Render the stretch from the start of the rows through the line containing "(93, 237), (1185, 374)" as a two-column CSV with one line per request. Use the columns "request" and "boxes", and put each request's text and its answer in one quoted field, with line breaks turned into spaces.

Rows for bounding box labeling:

* BEGIN *

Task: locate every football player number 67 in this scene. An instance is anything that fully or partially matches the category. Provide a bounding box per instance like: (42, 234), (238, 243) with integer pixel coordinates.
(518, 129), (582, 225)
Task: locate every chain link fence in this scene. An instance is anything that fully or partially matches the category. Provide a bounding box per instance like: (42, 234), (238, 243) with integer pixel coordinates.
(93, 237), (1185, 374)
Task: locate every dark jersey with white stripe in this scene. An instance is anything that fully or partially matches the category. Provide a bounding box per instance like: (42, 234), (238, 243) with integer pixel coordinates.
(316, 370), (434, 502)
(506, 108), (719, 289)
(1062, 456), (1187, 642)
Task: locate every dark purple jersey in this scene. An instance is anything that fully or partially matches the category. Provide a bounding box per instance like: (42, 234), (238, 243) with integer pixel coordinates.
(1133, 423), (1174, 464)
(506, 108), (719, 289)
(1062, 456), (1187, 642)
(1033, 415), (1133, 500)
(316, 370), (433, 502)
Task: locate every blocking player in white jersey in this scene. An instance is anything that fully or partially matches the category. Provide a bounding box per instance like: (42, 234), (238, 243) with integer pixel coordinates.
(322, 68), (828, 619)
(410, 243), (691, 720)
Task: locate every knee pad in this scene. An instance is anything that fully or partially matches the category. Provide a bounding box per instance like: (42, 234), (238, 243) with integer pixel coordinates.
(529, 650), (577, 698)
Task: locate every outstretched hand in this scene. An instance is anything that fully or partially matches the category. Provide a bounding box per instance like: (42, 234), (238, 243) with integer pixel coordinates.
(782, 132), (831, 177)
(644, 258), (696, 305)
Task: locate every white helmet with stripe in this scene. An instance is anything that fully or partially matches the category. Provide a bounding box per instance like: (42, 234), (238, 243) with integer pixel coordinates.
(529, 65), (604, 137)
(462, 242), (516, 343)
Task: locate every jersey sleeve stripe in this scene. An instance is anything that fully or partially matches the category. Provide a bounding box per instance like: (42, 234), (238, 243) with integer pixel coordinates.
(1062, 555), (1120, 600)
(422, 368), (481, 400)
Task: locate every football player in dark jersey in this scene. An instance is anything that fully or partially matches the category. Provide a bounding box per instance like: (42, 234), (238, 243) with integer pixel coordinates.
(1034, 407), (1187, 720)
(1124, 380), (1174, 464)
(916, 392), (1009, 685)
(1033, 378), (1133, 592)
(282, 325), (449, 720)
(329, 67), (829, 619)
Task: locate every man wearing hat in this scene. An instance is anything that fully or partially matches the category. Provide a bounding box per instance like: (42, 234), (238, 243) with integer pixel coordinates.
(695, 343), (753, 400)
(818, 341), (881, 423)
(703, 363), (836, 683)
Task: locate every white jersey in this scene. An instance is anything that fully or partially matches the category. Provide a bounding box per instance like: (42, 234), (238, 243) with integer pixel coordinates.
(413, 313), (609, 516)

* END *

## Written response
request,boxes
"Task: locate every football player number 67 in this scene. An instance is anything that fully or partially matches the category. Provide a bounding box per instance like: (42, 234), (238, 243) with integer pixel coordinates.","(518, 129), (582, 225)"
"Task: locate every chain link fence in this scene. An instance is anything that fully or partially matches the category. Provide a bounding box per instance like: (42, 234), (238, 243) with integer pixel coordinates.","(93, 237), (1185, 374)"